- _Quoted passage_:
+ + +

Iraq, the BP oil spill, the rights of union workers, food insecurity, and the juvenile incarceration system aren't necessarily the first things that come to mind when one thinks of a summer afternoon in Santa Barbara. However, they're what documentary filmmaker and longtime Santa Barbara resident Mark Manning concerns himself with. I walk down a red brick path through a verdant garden to arrive at Manning's office at Conception Media, which is in the back cottage of a nice town house. Inside, a husky sleeps on the floor, a few screen-savers swirl on several monitors in the background, and Manning goes about brewing herbal tea after kissing his beautiful wife goodbye for the afternoon. He probably went surfing this morning, but he spent all last summer filming incarcerated youth.

After journeys across the country and world for his documentaries, what about the Odyssey Project -- a partnership between UCSB and the juvenile justice system that brings incarcerated young men into a theater workshop -- caught Manning's eye? Why this, for his newest film?

"I always look for a way to tell a real important social issue through characters. To humanize the issue," Manning says, leaning back in his chair.

+ + +

- _Written problem 1_: Render the records from the line containing "# test: identify the van wheel" through the end of the records as a Markdown table with the columns Row and Entry. Put a running number under Row and each line under Entry, and leave out blank lines.

+ + +

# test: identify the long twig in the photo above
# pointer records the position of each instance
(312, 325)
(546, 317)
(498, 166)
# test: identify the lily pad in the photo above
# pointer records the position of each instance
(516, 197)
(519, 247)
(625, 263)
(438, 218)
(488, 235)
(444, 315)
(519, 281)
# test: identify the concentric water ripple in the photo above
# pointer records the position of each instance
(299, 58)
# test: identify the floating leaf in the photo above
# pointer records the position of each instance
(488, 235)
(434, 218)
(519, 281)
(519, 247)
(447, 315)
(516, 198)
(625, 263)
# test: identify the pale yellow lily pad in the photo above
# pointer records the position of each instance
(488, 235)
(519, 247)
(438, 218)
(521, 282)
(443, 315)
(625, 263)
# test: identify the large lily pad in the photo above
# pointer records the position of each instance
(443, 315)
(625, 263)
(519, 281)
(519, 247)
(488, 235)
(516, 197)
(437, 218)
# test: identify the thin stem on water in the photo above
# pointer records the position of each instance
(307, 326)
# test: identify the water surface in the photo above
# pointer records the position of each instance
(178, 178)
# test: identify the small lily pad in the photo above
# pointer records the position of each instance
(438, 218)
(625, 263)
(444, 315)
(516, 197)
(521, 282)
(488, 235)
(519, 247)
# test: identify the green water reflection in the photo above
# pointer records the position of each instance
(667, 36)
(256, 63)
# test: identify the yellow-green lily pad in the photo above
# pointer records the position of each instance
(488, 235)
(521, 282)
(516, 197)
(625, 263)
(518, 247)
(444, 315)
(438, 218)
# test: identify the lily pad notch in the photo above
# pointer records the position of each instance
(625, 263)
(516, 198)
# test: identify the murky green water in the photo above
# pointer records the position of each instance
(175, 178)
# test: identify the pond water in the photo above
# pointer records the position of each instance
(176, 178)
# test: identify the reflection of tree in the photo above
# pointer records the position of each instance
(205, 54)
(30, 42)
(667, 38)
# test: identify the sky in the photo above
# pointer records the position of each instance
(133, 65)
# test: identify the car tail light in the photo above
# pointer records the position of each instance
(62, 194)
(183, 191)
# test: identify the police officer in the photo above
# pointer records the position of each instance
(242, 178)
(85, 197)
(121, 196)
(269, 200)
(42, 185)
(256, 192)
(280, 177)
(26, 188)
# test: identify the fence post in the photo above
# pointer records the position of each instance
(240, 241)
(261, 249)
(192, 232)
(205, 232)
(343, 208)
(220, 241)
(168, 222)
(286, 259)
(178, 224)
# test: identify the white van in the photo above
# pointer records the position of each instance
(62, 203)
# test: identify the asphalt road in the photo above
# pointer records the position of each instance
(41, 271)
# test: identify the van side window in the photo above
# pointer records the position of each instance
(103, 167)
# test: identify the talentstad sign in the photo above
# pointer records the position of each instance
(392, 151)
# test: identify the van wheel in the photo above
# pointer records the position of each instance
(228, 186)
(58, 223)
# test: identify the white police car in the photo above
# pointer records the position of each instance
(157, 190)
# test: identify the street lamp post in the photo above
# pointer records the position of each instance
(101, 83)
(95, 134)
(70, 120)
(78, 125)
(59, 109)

+ + +

- _Written problem 2_: Continue the profile of the documentary filmmaker from the point where it stops.

- _Written answer 1_:
| Row | Entry |
|---|---|
| 1 | # test: identify the van wheel in the photo above |
| 2 | # pointer records the position of each instance |
| 3 | (228, 186) |
| 4 | (58, 223) |
| 5 | # test: identify the white police car in the photo above |
| 6 | # pointer records the position of each instance |
| 7 | (157, 190) |
| 8 | # test: identify the street lamp post in the photo above |
| 9 | # pointer records the position of each instance |
| 10 | (101, 83) |
| 11 | (95, 134) |
| 12 | (70, 120) |
| 13 | (78, 125) |
| 14 | (59, 109) |

- _Written answer 2_:
"I wanted to tell the story of the criminal justice system...and I did it because I was a little bit afraid. I had some fear about meeting them. I realized I don't know anything about young people of color who are locked up. I'm living a life of white privilege here; Santa Barbara is one of the centers of white privilege in the world. To tell the story of the prison pipeline here is a good juxtaposition."

So, last summer, Manning and his crew followed the "personal odysseys" of the incarcerated young men participating in UCSB professor Michael Morgan's Odyssey Project theater class. Those young men created pieces of personal creative writing and art, performed their own spoken word raps, and acted and danced alongside UCSB undergraduates in a public performance retelling The Odyssey as an epic tale of contemporary homecoming. The Odyssey Project film, if it gets produced, has the potential to change the way juvenile incarceration works in America by demonstrating how successful the arts can be as a tool for rehabilitation and reducing the recidivism rates of jailed youth. Manning's company, Conception Media, collected the footage without certain knowledge of where funding would come from to finish the film.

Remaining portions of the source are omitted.